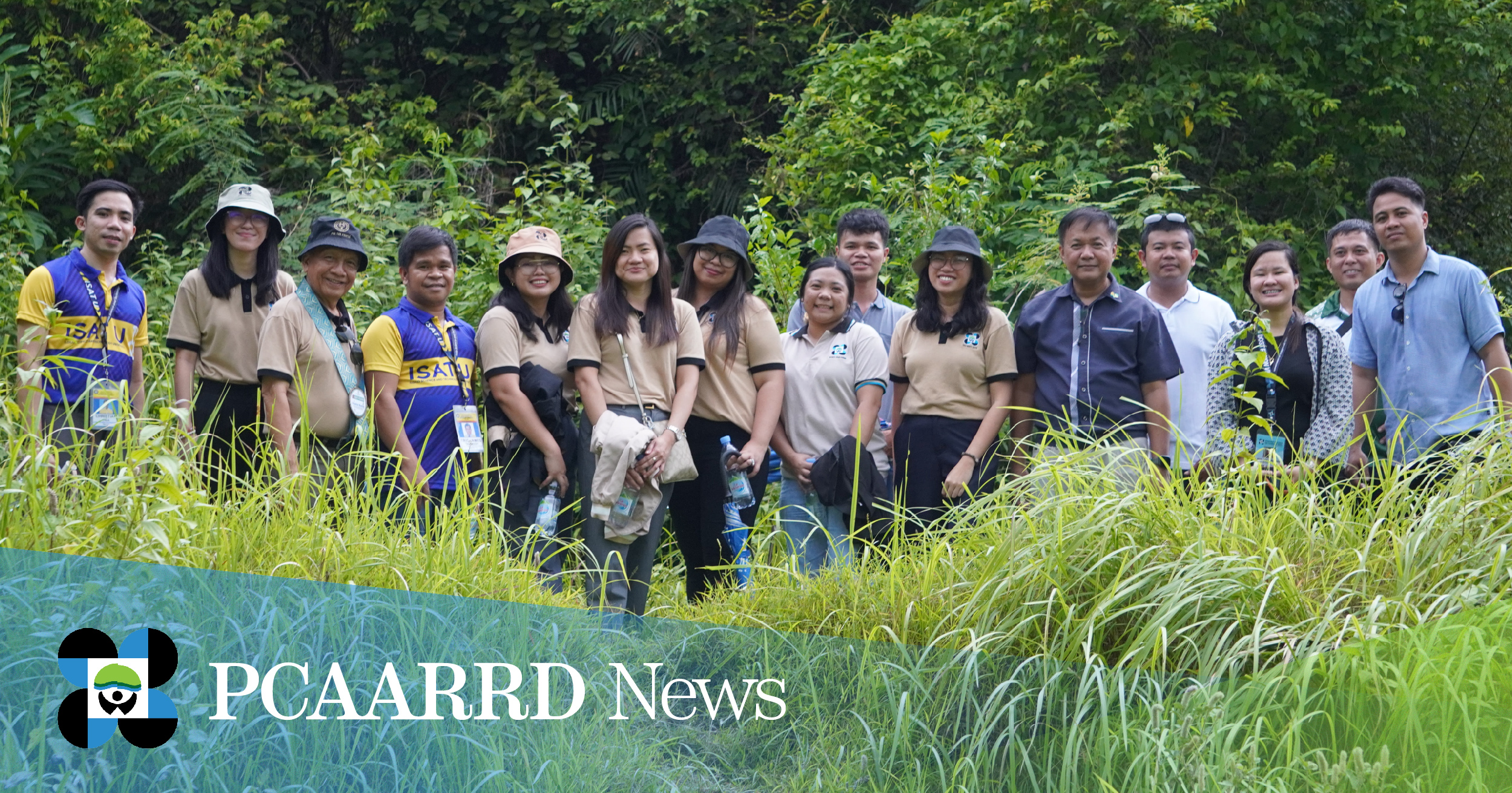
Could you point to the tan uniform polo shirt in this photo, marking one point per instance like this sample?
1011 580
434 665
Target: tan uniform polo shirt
726 390
948 377
504 348
223 331
655 367
823 378
292 349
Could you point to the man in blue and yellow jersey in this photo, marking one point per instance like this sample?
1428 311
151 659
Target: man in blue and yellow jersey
82 325
419 367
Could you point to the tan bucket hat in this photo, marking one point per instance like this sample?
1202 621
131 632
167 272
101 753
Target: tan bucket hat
246 197
536 239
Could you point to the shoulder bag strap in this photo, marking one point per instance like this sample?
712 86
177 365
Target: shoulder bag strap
630 375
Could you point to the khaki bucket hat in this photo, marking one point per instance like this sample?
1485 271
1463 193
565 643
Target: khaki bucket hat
246 197
536 239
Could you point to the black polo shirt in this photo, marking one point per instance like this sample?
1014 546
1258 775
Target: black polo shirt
1090 360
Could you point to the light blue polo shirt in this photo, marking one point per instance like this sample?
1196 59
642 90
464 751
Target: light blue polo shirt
1432 381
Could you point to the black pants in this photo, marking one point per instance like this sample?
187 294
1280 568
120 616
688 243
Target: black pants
226 416
697 508
516 525
926 447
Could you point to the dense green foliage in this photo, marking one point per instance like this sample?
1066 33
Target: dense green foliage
1281 114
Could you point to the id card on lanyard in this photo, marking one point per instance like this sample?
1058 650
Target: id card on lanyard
464 416
1272 449
105 399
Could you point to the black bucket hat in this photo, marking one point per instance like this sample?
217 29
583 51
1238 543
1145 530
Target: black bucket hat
953 239
722 230
336 233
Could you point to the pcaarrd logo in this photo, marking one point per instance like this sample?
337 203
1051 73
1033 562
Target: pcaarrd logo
117 688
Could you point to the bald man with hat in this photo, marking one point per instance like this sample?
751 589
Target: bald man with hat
309 360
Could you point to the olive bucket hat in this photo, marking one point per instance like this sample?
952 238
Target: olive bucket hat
246 197
536 239
722 230
336 233
953 239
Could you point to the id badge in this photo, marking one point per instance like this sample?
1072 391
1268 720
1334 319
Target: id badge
357 401
106 408
469 435
1271 449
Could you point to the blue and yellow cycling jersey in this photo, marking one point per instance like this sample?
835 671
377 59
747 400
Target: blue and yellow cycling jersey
421 349
96 330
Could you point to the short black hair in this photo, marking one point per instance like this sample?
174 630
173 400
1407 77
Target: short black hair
1352 225
1090 216
83 201
424 238
864 222
1395 185
1166 224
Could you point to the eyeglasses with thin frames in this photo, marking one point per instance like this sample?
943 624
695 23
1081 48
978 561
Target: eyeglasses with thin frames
725 257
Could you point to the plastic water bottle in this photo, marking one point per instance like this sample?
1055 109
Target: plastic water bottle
546 514
737 484
811 500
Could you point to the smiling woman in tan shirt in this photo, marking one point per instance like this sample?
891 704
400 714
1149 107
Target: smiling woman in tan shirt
953 366
740 395
218 315
663 342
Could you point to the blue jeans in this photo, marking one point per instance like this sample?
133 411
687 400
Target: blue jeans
818 534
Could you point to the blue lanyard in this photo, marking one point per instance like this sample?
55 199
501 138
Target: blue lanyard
448 345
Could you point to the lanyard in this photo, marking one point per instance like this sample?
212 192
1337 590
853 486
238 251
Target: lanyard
103 321
1275 369
448 345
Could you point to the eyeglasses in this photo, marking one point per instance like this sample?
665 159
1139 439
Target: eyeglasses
725 257
539 265
246 216
951 264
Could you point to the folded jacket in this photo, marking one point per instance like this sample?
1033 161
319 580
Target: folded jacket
616 443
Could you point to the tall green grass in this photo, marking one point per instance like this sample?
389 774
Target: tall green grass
1181 636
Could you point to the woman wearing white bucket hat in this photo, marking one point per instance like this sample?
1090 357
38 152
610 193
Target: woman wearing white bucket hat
218 315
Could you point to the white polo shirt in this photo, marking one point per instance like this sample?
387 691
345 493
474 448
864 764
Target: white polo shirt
823 377
1196 322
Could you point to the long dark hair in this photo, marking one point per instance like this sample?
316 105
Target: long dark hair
728 304
1295 328
969 318
217 267
558 306
611 310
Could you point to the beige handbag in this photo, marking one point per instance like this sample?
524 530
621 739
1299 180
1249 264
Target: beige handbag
679 461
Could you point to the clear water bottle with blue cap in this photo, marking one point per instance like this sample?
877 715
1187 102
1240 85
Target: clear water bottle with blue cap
737 482
546 513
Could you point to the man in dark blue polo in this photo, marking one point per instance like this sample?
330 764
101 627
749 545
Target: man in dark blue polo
1428 333
1093 360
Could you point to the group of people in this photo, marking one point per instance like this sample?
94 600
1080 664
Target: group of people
646 399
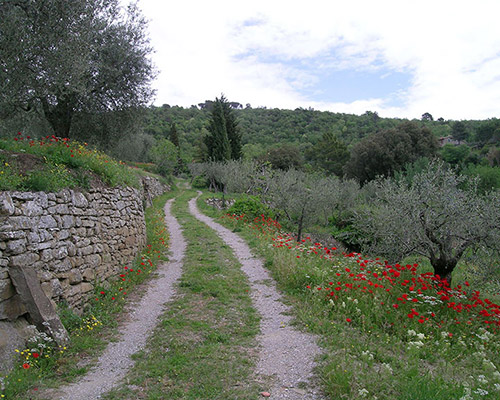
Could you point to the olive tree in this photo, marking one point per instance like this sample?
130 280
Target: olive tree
303 198
67 59
439 215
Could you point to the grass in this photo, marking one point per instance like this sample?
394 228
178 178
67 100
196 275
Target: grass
89 333
203 346
373 349
51 163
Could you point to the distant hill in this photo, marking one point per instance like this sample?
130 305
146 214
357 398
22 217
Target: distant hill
264 128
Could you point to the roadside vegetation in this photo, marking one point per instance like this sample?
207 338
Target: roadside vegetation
389 330
52 163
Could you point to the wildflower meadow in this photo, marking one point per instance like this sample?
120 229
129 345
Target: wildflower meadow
388 330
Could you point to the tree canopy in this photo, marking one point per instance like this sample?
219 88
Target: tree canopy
224 139
439 215
61 58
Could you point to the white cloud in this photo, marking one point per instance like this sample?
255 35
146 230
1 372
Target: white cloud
267 52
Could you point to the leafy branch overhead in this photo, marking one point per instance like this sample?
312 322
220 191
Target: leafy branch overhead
60 58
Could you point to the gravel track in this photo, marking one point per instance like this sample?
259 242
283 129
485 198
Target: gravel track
286 356
114 363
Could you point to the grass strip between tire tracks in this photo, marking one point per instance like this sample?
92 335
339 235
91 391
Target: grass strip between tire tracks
203 347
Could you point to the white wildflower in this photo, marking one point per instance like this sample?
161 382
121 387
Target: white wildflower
417 344
481 392
388 367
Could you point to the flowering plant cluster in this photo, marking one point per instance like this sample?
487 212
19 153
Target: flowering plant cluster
375 309
67 163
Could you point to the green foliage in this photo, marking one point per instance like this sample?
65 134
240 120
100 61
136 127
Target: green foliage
50 179
164 155
60 163
387 151
488 131
489 177
251 207
217 142
329 154
455 155
284 157
63 58
439 215
200 182
459 131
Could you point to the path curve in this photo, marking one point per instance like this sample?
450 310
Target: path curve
114 363
285 354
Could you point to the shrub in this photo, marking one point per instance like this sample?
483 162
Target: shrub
251 207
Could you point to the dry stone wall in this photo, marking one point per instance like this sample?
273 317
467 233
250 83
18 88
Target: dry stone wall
72 239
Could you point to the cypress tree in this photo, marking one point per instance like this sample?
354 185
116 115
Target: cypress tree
218 146
233 132
174 136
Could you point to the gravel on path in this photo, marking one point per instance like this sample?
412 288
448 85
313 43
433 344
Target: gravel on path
285 355
114 363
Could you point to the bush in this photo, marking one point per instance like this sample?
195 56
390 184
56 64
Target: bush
251 207
200 182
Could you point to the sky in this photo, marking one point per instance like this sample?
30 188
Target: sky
399 58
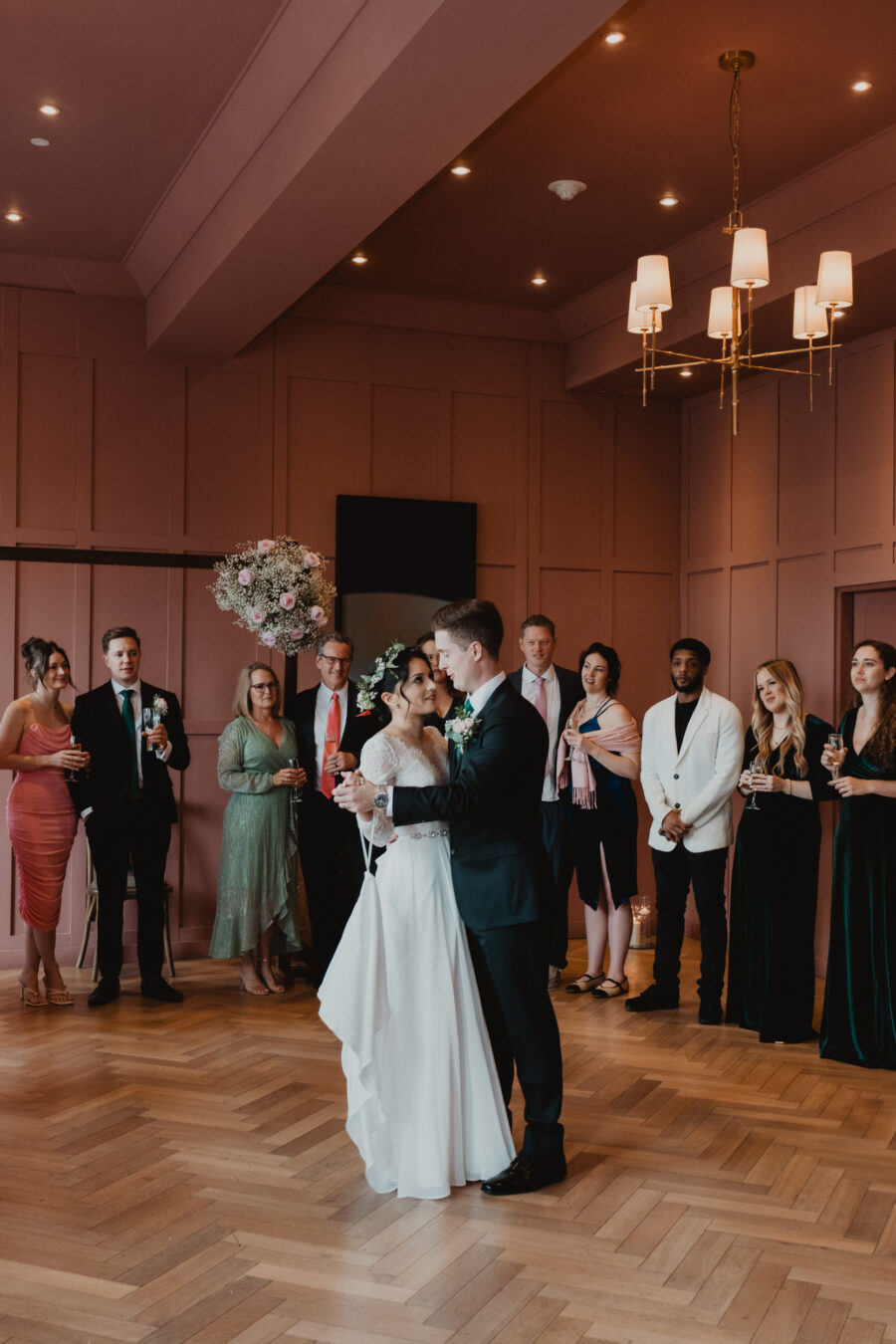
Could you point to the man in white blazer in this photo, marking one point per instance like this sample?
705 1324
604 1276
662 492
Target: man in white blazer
691 755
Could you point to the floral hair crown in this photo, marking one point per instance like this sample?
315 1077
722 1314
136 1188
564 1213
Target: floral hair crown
369 683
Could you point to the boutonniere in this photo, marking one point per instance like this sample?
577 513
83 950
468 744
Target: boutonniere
462 729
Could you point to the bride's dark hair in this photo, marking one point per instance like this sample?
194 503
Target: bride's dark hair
391 678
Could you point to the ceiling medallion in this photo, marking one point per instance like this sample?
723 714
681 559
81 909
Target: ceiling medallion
652 292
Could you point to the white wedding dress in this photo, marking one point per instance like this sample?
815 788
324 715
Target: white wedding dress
425 1106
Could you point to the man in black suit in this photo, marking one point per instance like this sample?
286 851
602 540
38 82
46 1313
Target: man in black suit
555 692
499 867
331 737
127 805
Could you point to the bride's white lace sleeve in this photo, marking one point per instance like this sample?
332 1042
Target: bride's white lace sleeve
379 765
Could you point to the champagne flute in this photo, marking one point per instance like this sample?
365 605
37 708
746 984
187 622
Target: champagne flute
754 771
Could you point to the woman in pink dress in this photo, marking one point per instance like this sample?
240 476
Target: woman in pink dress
35 741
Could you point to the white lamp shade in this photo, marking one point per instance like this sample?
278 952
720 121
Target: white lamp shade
653 288
639 323
835 280
810 318
750 258
720 319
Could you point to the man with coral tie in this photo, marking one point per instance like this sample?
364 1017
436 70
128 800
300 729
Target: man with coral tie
330 741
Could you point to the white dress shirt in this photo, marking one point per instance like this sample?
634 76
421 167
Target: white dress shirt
322 711
553 698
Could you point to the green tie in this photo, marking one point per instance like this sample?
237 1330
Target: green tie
127 715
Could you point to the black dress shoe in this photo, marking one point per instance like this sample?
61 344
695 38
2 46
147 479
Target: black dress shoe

* **What you are asked to do**: List each line of the data as a numbered list, from the line containing "Could you point to the white wedding" through the final line of the data, both ends included, and omit any blank lines.

* **Result of this exercise**:
1. Could you point to the white wedding dress in this photo, marking one point per instance like this sample?
2. 815 788
3. 324 715
4. Target: white wedding dress
5. 425 1106
6. Could you point to the man in black suit in this photo, marking one point per instance like this sample?
7. 286 851
8. 602 540
9. 38 82
10. 46 1313
11. Target: man in black suit
12. 555 692
13. 499 867
14. 331 737
15. 127 805
16. Could you point to the bride's white lace sleeve in this photo, marking one point per instance like this sample?
17. 332 1042
18. Target: bride's white lace sleeve
19. 379 765
20. Could you point to the champagne flute in this photo, marking one point per instance like this sample?
21. 365 605
22. 37 708
23. 746 984
24. 187 622
25. Target: champagne flute
26. 754 771
27. Could you point to the woman in pink dress in this photo, marking one point per instance like this sample?
28. 240 476
29. Target: woman in pink dress
30. 35 741
31. Could you point to the white lamp shade in this photo, marking one point per instance like this sample?
32. 278 952
33. 720 121
34. Target: white lamp shade
35. 653 288
36. 639 323
37. 835 280
38. 810 318
39. 750 258
40. 720 319
41. Could you point to the man with coral tie in this photo, marking one point per instance like this sample?
42. 364 1017
43. 436 70
44. 128 800
45. 300 729
46. Target: man with coral tie
47. 330 741
48. Could you point to the white dress shirt in this photo, marking one point per instance like this sample?
49. 634 76
50. 421 167
51. Target: white dress shirt
52. 322 711
53. 553 698
54. Could you point to the green tie in this photo, marking one point per instance like this sample?
55. 237 1330
56. Target: green tie
57. 127 715
58. Could you point to the black dress shoe in this photo, marking one point per instance like this sample?
59. 61 344
60. 695 38
61. 2 46
62. 147 479
63. Target: black dress shoe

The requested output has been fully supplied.